● **TASK**: Reproduce all of the data below word for word, leaving the pictures out of your answer.
#### RECORDS PROVIDED ####
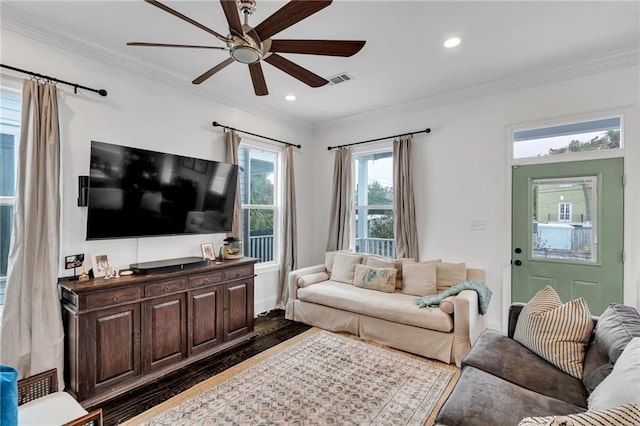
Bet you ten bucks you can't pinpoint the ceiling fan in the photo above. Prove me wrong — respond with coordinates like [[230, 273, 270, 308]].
[[127, 0, 366, 96]]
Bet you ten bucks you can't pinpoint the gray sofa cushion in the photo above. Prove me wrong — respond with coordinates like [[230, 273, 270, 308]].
[[456, 329, 588, 408], [582, 303, 640, 393], [435, 366, 585, 426]]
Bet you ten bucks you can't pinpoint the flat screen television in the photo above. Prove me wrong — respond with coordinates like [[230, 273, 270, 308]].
[[87, 141, 238, 240]]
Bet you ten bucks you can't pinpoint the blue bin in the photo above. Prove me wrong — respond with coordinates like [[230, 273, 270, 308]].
[[0, 365, 18, 426]]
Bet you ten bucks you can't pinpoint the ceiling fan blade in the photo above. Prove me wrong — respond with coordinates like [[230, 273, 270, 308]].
[[269, 40, 366, 57], [264, 53, 329, 87], [249, 62, 269, 96], [127, 41, 228, 50], [220, 0, 244, 37], [145, 0, 228, 42], [255, 0, 331, 40], [192, 58, 235, 84]]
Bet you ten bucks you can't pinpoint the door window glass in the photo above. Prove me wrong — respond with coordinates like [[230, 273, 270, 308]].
[[531, 176, 597, 262]]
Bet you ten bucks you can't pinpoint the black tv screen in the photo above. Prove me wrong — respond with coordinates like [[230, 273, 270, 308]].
[[87, 141, 238, 240]]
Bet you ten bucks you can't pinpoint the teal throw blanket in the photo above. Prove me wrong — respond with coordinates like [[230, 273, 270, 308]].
[[416, 280, 493, 315]]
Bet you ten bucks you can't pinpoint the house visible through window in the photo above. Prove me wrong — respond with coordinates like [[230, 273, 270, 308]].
[[0, 88, 21, 309], [353, 150, 396, 258], [238, 143, 281, 262], [558, 203, 571, 222]]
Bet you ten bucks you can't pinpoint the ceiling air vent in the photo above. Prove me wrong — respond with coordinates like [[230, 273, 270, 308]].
[[327, 72, 353, 86]]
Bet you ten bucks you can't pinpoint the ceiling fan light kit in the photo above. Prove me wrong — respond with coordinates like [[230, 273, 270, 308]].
[[127, 0, 366, 96]]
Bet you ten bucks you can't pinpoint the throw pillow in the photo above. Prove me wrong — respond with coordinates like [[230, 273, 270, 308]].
[[587, 337, 640, 411], [331, 252, 362, 284], [353, 265, 398, 293], [436, 262, 467, 291], [582, 303, 640, 393], [513, 286, 593, 379], [402, 263, 437, 296], [518, 404, 640, 426], [298, 272, 329, 287], [440, 296, 455, 315]]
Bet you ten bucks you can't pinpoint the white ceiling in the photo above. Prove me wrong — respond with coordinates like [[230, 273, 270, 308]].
[[0, 0, 640, 125]]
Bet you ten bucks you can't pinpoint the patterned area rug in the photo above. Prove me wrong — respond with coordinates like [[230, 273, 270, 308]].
[[124, 329, 458, 426]]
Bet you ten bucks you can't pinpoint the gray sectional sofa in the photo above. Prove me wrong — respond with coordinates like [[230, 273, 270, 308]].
[[436, 304, 640, 425]]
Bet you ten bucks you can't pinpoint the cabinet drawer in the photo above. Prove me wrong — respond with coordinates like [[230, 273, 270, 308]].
[[189, 272, 222, 288], [222, 265, 253, 281], [87, 286, 142, 309], [144, 279, 187, 297]]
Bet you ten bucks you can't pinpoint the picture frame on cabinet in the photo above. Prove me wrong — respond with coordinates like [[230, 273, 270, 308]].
[[200, 243, 216, 260], [91, 253, 111, 278]]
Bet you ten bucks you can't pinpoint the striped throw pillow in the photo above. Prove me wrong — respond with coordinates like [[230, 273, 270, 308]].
[[518, 404, 640, 426], [513, 286, 593, 379]]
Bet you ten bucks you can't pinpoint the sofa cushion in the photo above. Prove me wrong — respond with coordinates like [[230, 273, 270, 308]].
[[582, 303, 640, 392], [402, 262, 437, 296], [298, 281, 453, 333], [331, 252, 362, 284], [298, 272, 329, 287], [435, 367, 584, 425], [587, 337, 640, 411], [462, 329, 588, 408], [353, 265, 398, 293], [518, 404, 640, 426], [513, 286, 593, 379], [435, 262, 467, 292]]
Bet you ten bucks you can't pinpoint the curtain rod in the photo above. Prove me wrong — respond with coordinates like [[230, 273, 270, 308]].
[[212, 121, 302, 149], [327, 128, 431, 151], [0, 64, 107, 96]]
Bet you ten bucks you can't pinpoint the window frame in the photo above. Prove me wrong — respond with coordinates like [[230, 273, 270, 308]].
[[238, 138, 284, 268], [349, 141, 396, 257]]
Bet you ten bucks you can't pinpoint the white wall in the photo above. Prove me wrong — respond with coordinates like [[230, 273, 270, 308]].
[[310, 66, 640, 329], [1, 29, 312, 313]]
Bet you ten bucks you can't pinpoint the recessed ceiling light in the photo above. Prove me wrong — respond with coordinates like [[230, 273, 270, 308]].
[[444, 37, 461, 48]]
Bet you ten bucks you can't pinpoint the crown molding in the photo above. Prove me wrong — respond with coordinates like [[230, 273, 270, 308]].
[[315, 47, 640, 133], [0, 3, 314, 133]]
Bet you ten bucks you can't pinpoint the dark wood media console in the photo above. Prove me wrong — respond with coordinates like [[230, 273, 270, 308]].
[[59, 258, 257, 407]]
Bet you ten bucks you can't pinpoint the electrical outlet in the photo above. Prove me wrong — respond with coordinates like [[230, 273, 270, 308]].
[[471, 219, 487, 231]]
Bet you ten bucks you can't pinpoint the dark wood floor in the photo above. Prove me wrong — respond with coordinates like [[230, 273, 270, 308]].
[[94, 310, 311, 426]]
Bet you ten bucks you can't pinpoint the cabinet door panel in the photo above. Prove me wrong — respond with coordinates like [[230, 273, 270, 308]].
[[224, 281, 253, 340], [143, 294, 187, 372], [92, 304, 140, 389], [189, 286, 223, 353]]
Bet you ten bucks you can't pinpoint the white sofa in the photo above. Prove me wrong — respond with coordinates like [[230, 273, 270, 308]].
[[285, 252, 486, 366]]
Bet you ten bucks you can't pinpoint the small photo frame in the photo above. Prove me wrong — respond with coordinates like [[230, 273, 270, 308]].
[[193, 159, 207, 173], [91, 254, 110, 278], [182, 157, 195, 169], [200, 243, 216, 260], [64, 253, 84, 269]]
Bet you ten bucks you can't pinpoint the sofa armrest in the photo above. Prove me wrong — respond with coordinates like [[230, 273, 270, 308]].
[[507, 302, 524, 339], [452, 290, 487, 367]]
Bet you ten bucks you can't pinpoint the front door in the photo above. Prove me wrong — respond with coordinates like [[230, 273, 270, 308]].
[[511, 158, 624, 315]]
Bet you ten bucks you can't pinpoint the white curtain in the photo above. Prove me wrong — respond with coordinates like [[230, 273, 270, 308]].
[[0, 80, 64, 389], [276, 146, 298, 309], [327, 148, 353, 251], [393, 136, 419, 259], [227, 130, 242, 240]]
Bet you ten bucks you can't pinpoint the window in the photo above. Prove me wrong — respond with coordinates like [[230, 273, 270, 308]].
[[0, 88, 21, 308], [558, 203, 571, 222], [353, 150, 396, 258], [513, 117, 622, 158], [238, 143, 281, 262]]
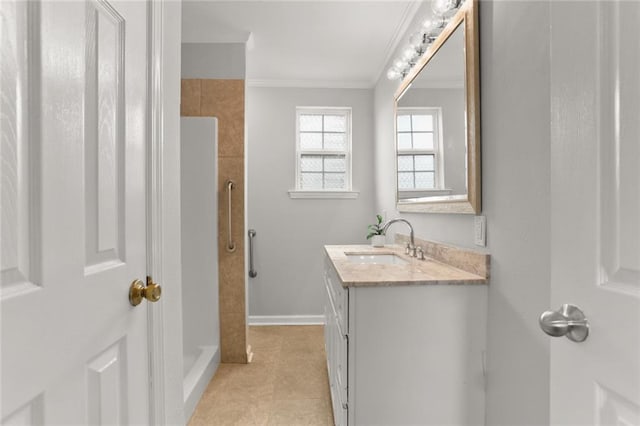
####
● **RESULT BELOW**:
Bet you ten bucks you can't pinpoint the ceiling fan in the photo above. Prove me wrong — respond with coordinates like [[230, 273, 270, 308]].
[[127, 0, 366, 96]]
Bet you ten bucks you can't pinpoint the gray sofa cushion in the photo above. Prove me wrong — respond with coordinates like [[230, 273, 270, 308]].
[[456, 329, 588, 408], [582, 303, 640, 393], [435, 366, 585, 426]]
Bet you ten bucks you can't pinpoint the flat screen television in the photo above. Prove me wrong — respond with coordinates like [[230, 273, 270, 308]].
[[87, 141, 238, 240]]
Bet you ten bucks you can't pinpoint the blue bin in the photo above. Prove me wrong — respond with coordinates like [[230, 273, 270, 308]].
[[0, 365, 18, 426]]
Bet you ten bucks you can't pinpoint the ceiling fan blade in the photo above. Prove me wrong — respond with coordinates like [[230, 273, 270, 308]].
[[269, 40, 366, 57], [264, 53, 329, 87], [249, 62, 269, 96], [127, 41, 228, 50], [220, 0, 244, 37], [145, 0, 228, 42], [255, 0, 331, 40], [192, 58, 235, 84]]
Bet you ten bucks you can't pinpoint the door window glass in the photo above. Prove me wrong — respond with coordinates like [[230, 273, 270, 308]].
[[531, 176, 597, 262]]
Bet you ten bucks you can't pinpoint the black tv screen in the photo above. Prove me wrong — respond with coordinates like [[230, 273, 270, 308]].
[[87, 141, 238, 240]]
Bet you ten bucks you can't pinpoint the teal throw blanket in the photo above. Prove me wrong — respond with coordinates like [[230, 273, 270, 308]].
[[416, 280, 493, 315]]
Bet you ten bucks you can't pinpoint the house visible through window in the photo above. Prove me wrong — respond with coordinates like [[230, 273, 270, 308]].
[[0, 88, 21, 309], [353, 150, 396, 258], [238, 143, 281, 262], [558, 203, 571, 222]]
Bet you ten bucks you can't pinpoint the ceiling air vent in the photo above. Prove me wrong — respond with coordinates like [[230, 273, 270, 308]].
[[327, 72, 353, 86]]
Bet you ten bucks you can't pinpoint the ceiling fan light kit in the photo above. Prove me wrong — respond with coordinates like [[230, 273, 270, 308]].
[[127, 0, 366, 96]]
Bet you ten bucks you can't pinpoint the throw pillow in the photo above. Prove me wrong — respond with coordinates like [[230, 273, 270, 308]].
[[587, 337, 640, 411], [331, 252, 362, 284], [353, 265, 398, 293], [436, 262, 467, 291], [582, 303, 640, 393], [513, 286, 593, 379], [402, 263, 437, 296], [518, 404, 640, 426], [298, 272, 329, 287], [440, 296, 455, 315]]
Bet you ten bucks you can't pinpoint the white ceiling in the photo above. Prove me wrong — respond with coordinates like [[230, 273, 270, 308]].
[[0, 0, 640, 125]]
Bet you ten bucks you can't pinpoint the patterned area rug in the photo above. Prove me wrong — respond with coordinates like [[230, 273, 270, 308]].
[[124, 329, 458, 426]]
Bet you ten bucks you can't pinpoint the gray sectional sofa in the photo above. Prove me wrong — respond with coordinates like [[230, 273, 270, 308]].
[[436, 304, 640, 425]]
Bet you ten bucks you can't pinpoint the cabinet drawer in the photo above. Prove me wrong — respond with coordinates like [[230, 273, 270, 308]].
[[189, 272, 222, 288], [222, 265, 253, 281], [87, 286, 142, 309], [144, 279, 187, 297]]
Bet you ten bucks you can't pinpoint the picture frame on cabinet in the photo above. Prove me wrong — respond with coordinates like [[230, 273, 270, 308]].
[[200, 243, 216, 260], [91, 253, 111, 278]]
Bet you ten bucks you can't pinpoint the striped throw pillow in the photo above. Prove me wrong — respond with coordinates like [[230, 273, 270, 308]].
[[518, 404, 640, 426], [513, 286, 593, 379]]
Bet you ten bucks you can't pinpoint the sofa cushion in the photo above. Prove me wrong — respond with coordinates like [[230, 273, 270, 308]].
[[582, 303, 640, 392], [402, 262, 437, 296], [298, 281, 453, 333], [331, 252, 362, 284], [298, 272, 329, 287], [435, 367, 584, 425], [587, 337, 640, 411], [462, 329, 588, 408], [353, 265, 398, 293], [518, 404, 640, 426], [513, 286, 593, 379], [435, 262, 467, 292]]
Bet you ten bucks you can't pinpoint the curtain rod in the photo above. Prove me wrong — respond with coordinates like [[230, 273, 270, 308]].
[[212, 121, 302, 149], [327, 128, 431, 151], [0, 64, 107, 96]]
Bet you ten bucks you can't pinpoint the window frame in the photo above. Prove me wrong — respond with coordinates like [[230, 273, 270, 308]].
[[238, 138, 284, 268], [349, 141, 396, 257]]
Bet you ten bucks you can't pinpoint the white wall in the photo above. Prove me wrong — respond with coordinates like [[230, 273, 270, 308]].
[[310, 66, 640, 329], [1, 29, 312, 313]]
Bet you ten bucks you can't pinpoint the recessed ceiling light in the photo above. Prove me wrong — respond with coordinates like [[230, 273, 270, 308]].
[[444, 37, 461, 48]]
Bet you ten bucks you can't pinpoint the crown molding in the photo above. Prove me wrong — respond with coordinates like [[230, 273, 270, 308]].
[[315, 47, 640, 133], [0, 3, 314, 133]]
Bet you ten bucks you can't pinpoint the dark wood media console in the photo above. Prove me wrong — respond with coordinates like [[230, 273, 270, 308]].
[[59, 258, 257, 407]]
Bet you ten bucks you can't pinpoint the electrical outlet in the photo above. Prove me wrong — respond with coordinates like [[230, 273, 270, 308]].
[[471, 219, 487, 231]]
Bet you ten bucks you can't pinpoint the dark wood floor in the photo above. Prove me wrong — respond with coordinates like [[230, 273, 270, 308]].
[[94, 310, 311, 426]]
Bet you ten bucks you can't pinpoint the cabinet door panel in the photo above. Prove me wrong — respond with coordinates like [[230, 273, 270, 308]].
[[224, 281, 253, 340], [143, 294, 187, 372], [92, 304, 140, 389], [189, 286, 223, 353]]
Bet you ten bucks you can't pinpoint the white sofa in the photo above. Prove me wrong — respond with coordinates like [[230, 273, 270, 308]].
[[285, 252, 486, 366]]
Bet you ten bucks you can't pinpoint the small photo frame in the photo above. Prove me wrong — respond with coordinates like [[230, 273, 270, 308]].
[[193, 159, 207, 173], [91, 254, 110, 278], [182, 157, 195, 169], [200, 243, 216, 260], [64, 253, 84, 269]]
Bet you ten bucks you can't pinpoint the sofa armrest in the photo above. Prove me wrong — respond with coordinates like [[230, 273, 270, 308]].
[[507, 302, 524, 339], [452, 290, 487, 367]]
Bet you ten bucks you can't pinpoint the front door in the photo above. Prove me wrong — respond with coordinates like [[230, 273, 270, 308]].
[[511, 158, 624, 315]]
Bet you ten bucks you can't pinpoint the white curtain in the photo above. Prove me wrong — respond with coordinates like [[230, 273, 270, 308]].
[[0, 80, 64, 389], [276, 146, 298, 309], [327, 148, 353, 251], [393, 136, 419, 259], [227, 130, 242, 240]]
Bet you ten bucks you can't pinpoint the window in the photo above. Prove me wrong — respond with coordinates like [[230, 273, 270, 308]].
[[0, 88, 21, 308], [558, 203, 571, 222], [353, 150, 396, 258], [513, 117, 622, 158], [238, 143, 281, 262]]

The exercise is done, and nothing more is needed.